### EXTRACT TO READ
I then had a date with an old book, but first some back story. Here at Notre Dame Julia Schneider brought to my attention a work written by Erasmus and commenting on Cato which may be a part of a project called The Digital Schoolbook. She told me how there were only three copies of this particular book, and one of them was located in Urbana. Consequently, a long month ago, I found a reference to the book in the library catalog, and I made an appointment to see it in person. The book’s title is Erasmi Roterodami libellus de co[n]structio[n]e octo partiu[m]oratio[n]is ex Britannia nup[er] huc plat[us] : et ex eo pureri bonis in l[ite]ris optio and it was written/published in 1514. [7, 8] The book represented at least a few things: 1) the continued and on-going commentary on Cato, 2) an example of early book printing, and 3) forms of scholarship. Regarding Cato I was only able to read a single word in the entire volume — the word “Cato” — because the whole thing was written in Latin. As an early printed book, I had to page through the entire volume to find the book I wanted. It was the last one. Third, the book was riddled with annotations, made from a number of hands, and with very fine-pointed pens. Again, I could not read a single word, but a number of the annotations were literally drawings of hands pointing to sections of interest. Whoever said writing in books was a bad thing? In this case, the annotations were a definite part of the scholarship.

Manet lion art colors

Washington University In St. Louis

Yet again, I woke up the next morning and continued on my way. Along the road there were billboards touting “foot-high pies” and attractions to Indian burial grounds. There were corn fields being harvested, and many advertisements pointing to Abraham Lincoln stomping locations.

Late that afternoon I was invited to participate in a discussion with Doug Knox, Steve Pentecost, Steven Miles, and Dr. Miles’s graduate students. (Mr. Knox & Mr. Pentecost work in a university space called Arts & Sciences Computing.) They outlined and reported upon a digital project designed to aid researchers & scholars learn about stelae found along the West River Basin in China. I listened. (“Stelae” are markers, usually made of stone, commemorating the construction or re-construction of religious temples.) To implement the project, TEI/XML files were being written and “en masse” used akin to a database application. Reports were to be written agains the XML to create digital maps as well as browsable lists of names of people, names of temples, dates, etc. I got to thinking how timelines might also be apropos.

### INFORMATION SHOWN
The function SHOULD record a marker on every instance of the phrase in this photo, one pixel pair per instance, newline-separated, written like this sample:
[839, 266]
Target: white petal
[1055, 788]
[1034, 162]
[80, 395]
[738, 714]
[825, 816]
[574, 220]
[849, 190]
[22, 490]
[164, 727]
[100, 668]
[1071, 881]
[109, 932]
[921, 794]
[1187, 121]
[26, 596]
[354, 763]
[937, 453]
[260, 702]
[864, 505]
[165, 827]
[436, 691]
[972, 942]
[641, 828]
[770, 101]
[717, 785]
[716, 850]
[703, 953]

### JOB
Edit the travel notes by giving them again, starting at "Manet lion art" and ending at "Lincoln stomping locations.", with "billboards" changed to "roadside signs". The records aren't needed for this.

### SOLUTION TO THIS PROBLEM
Manet lion art colors

Washington University In St. Louis

Yet again, I woke up the next morning and continued on my way. Along the road there were roadside signs touting “foot-high pies” and attractions to Indian burial grounds. There were corn fields being harvested, and many advertisements pointing to Abraham Lincoln stomping locations.